:: DOCUMENT TEXT ::
◆ ◆ ◆ ◆ ◆ ◆ ◆

24 Sep 2019 - 13:30 to 17:30
Minnaert building (room 4.16), Leuvenlaan 4, Utrecht
In the context of Driven by Data, following-up on our successful topical seminar series on Machine Learning organised last year, the UBC is happy to inform you that a mini-symposium on “Algorithms for Genome Assembly” will be held on Tuesday September 24 (13:30-17:30, Minnaert building room 4.16). Registration is free but mandatory due to the limited capacity of the room!
Register here: https://algo4genomeassembly.eventbrite.nl/
Jens Stoye – “Finding all maximal perfect haplotype blocks in linear time”

◆ ◆ ◆ ◆ ◆ ◆ ◆

:: GIVEN DATA ::
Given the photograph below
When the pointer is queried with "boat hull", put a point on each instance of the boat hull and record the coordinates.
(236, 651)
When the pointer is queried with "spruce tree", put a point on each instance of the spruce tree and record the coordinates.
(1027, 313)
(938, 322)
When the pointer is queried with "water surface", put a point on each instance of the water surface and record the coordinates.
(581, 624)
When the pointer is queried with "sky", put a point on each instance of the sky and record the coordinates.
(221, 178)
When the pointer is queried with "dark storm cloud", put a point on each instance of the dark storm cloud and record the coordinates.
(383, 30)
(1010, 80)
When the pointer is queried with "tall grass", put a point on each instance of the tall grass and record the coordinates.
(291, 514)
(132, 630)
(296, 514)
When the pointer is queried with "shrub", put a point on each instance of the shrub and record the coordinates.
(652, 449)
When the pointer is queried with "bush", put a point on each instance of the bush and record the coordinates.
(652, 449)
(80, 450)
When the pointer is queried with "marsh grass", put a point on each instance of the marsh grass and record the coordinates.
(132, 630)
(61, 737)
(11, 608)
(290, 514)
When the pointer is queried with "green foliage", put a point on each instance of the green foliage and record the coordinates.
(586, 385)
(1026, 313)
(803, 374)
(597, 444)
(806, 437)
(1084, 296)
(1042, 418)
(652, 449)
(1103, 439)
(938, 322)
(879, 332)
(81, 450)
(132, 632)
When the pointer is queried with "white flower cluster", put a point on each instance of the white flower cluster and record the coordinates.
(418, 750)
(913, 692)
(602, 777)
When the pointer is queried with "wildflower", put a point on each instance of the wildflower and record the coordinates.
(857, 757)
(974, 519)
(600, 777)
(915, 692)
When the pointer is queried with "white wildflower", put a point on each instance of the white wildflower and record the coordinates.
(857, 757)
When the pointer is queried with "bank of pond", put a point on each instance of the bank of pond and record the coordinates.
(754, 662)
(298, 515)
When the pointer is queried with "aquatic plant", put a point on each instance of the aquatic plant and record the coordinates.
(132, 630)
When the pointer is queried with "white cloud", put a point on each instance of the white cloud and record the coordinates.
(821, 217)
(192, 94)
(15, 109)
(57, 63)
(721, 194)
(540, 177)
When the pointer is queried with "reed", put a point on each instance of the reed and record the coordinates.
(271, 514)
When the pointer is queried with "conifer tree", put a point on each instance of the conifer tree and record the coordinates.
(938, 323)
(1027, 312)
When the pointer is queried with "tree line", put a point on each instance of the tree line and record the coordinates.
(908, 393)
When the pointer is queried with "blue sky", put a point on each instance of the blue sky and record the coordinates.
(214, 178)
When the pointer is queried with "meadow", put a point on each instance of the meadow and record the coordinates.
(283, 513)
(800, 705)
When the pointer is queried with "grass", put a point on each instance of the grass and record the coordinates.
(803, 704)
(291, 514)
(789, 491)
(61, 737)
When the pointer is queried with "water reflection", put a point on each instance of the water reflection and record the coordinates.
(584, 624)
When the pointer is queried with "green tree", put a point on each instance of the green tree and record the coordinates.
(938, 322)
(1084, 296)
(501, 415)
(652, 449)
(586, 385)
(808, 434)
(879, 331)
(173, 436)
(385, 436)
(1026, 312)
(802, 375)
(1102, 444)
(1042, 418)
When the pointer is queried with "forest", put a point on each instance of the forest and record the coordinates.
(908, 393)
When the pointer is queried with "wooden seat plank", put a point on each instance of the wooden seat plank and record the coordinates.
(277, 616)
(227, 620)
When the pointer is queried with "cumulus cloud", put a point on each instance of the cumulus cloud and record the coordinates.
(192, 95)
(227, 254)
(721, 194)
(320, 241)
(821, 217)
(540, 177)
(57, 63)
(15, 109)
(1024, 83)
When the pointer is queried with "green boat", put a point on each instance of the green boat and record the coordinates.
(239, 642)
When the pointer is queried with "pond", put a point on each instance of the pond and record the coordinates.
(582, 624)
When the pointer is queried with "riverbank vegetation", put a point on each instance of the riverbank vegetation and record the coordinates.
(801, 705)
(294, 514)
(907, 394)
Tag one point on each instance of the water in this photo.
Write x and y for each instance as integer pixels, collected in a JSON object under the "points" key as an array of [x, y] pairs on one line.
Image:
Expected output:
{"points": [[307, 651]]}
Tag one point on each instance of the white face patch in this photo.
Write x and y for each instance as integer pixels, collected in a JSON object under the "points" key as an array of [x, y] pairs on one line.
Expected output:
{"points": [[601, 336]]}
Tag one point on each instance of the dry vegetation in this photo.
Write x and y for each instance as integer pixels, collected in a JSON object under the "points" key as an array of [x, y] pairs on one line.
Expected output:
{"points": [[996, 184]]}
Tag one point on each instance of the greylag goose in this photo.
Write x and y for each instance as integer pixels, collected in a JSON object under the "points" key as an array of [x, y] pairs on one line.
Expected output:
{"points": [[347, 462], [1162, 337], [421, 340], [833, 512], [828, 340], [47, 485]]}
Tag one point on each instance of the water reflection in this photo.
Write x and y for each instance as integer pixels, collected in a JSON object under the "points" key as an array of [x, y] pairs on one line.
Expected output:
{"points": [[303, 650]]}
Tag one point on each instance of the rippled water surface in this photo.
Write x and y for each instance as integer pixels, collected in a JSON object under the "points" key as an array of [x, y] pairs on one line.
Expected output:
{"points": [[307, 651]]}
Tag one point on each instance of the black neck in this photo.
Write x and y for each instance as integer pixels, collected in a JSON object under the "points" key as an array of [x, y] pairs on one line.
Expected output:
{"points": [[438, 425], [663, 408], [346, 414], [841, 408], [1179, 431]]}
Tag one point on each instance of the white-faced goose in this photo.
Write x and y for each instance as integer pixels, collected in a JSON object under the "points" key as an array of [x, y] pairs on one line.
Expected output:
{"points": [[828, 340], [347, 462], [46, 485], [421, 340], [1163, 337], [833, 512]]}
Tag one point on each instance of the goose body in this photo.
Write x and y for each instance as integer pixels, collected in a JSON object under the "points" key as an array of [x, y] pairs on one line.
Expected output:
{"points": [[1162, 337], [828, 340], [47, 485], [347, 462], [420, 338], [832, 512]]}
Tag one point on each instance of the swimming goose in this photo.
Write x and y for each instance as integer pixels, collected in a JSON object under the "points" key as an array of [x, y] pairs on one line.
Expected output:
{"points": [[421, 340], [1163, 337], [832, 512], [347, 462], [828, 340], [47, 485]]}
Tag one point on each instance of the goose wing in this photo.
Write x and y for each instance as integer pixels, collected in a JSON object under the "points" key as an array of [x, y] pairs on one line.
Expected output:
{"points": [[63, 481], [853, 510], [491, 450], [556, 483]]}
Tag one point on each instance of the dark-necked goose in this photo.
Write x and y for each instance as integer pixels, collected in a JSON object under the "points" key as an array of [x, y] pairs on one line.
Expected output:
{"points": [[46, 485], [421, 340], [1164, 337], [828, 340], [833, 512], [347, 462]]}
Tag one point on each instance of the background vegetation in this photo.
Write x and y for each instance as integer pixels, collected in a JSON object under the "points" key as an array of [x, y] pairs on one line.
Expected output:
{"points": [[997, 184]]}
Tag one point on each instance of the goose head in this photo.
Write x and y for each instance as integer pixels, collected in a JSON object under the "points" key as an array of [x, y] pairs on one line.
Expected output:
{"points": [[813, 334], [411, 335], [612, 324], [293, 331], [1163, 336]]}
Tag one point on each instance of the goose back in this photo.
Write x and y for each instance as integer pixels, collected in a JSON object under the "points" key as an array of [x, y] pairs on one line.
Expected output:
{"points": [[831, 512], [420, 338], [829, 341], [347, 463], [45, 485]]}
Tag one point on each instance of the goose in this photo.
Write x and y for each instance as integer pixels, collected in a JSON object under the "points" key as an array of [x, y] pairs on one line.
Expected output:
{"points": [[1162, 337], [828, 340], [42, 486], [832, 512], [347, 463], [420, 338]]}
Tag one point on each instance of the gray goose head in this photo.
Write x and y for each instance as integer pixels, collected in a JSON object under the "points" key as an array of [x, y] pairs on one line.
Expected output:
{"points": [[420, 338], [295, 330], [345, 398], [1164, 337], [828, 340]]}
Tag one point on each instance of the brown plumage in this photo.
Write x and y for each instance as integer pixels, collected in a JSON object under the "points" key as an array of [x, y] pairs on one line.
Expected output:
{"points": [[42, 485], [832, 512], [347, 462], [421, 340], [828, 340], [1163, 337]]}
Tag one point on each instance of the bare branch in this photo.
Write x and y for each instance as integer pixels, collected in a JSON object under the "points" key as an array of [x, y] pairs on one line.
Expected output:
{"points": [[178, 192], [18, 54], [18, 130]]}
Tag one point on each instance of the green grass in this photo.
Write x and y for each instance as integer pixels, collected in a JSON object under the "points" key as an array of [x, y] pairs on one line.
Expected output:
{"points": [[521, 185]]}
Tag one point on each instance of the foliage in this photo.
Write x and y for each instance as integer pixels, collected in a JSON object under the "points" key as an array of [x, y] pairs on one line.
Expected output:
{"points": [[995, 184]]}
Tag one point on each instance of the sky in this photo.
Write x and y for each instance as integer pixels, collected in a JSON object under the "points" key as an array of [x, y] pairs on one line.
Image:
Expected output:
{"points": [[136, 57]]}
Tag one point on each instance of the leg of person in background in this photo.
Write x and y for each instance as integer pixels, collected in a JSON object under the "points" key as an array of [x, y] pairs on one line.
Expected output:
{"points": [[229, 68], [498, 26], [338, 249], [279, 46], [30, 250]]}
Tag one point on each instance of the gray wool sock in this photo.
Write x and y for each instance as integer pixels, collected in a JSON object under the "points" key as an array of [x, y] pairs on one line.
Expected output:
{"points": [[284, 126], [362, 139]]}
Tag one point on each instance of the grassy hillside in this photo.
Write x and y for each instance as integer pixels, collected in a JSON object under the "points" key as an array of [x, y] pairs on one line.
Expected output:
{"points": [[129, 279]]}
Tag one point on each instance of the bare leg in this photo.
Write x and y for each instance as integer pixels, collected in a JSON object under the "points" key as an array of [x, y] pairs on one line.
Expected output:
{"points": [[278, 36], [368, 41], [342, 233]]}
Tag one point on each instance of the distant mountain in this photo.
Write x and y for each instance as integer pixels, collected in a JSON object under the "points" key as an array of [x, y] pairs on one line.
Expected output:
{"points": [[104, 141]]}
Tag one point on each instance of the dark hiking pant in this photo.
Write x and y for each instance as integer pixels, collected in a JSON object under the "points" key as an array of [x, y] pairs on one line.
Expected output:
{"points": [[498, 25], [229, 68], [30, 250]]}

◆ ◆ ◆ ◆ ◆ ◆ ◆

:: QUESTIONS ON THE MATERIAL ::
1) Using only the symposium announcement, state whether each of the following statements agrees with it. Answer yes or no for each, and quote the words of the announcement that decide it.
(a) Attendees must pay a fee to register for the mini-symposium.
(b) The mini-symposium is held in room 4.16 of the Minnaert building.
(c) The seminar series on Machine Learning was organised last year.
2) Rewrite the symposium announcement between "24 Sep 2019" and "of the room!", inclusive, substituting "Buys Ballot" for every occurrence of "Minnaert".
3) Continue the symposium announcement, starting after its last line.

:: RESULTS FOR THE EXERCISE ::
1)
(a) No: "Registration is free but mandatory due to the limited capacity of the room!"
(b) Yes: "Minnaert building (room 4.16)"
(c) Yes: "our successful topical seminar series on Machine Learning organised last year"

2)
24 Sep 2019 - 13:30 to 17:30
Buys Ballot building (room 4.16), Leuvenlaan 4, Utrecht
In the context of Driven by Data, following-up on our successful topical seminar series on Machine Learning organised last year, the UBC is happy to inform you that a mini-symposium on “Algorithms for Genome Assembly” will be held on Tuesday September 24 (13:30-17:30, Buys Ballot building room 4.16). Registration is free but mandatory due to the limited capacity of the room!

3)
Recent large-scale community sequencing efforts allow at an unprecedented level of detail the identification of genomic regions that show signatures of natural selection. Traditional methods for identifying such regions from individuals’ haplotype data, however, require excessive computing times and therefore are not applicable to current datasets. In 2019, Cunha et al. (Proceedings of BSB 2019) suggested the maximal perfect haplotype block as a very simple combinatorial pattern, forming the basis of a new method to perform rapid genome-wide selection scans. The algorithm they presented for identifying these blocks, however, had a worst-case running time quadratic in the genome length. It was posed as an open problem whether an optimal, linear-time algorithm exists. Here we give two algorithms that achieve this time bound, one conceptually very simple one using suffix trees and a second one using the positional Burrows-Wheeler Transform, that is very efficient also in practice.
Rayan Chikhi – “Question: is de novo genome assembly a solved problem with long
Paola Bonizzoni – “MALVA: Genotyping by Mapping-free Allele Detection of Known Variants”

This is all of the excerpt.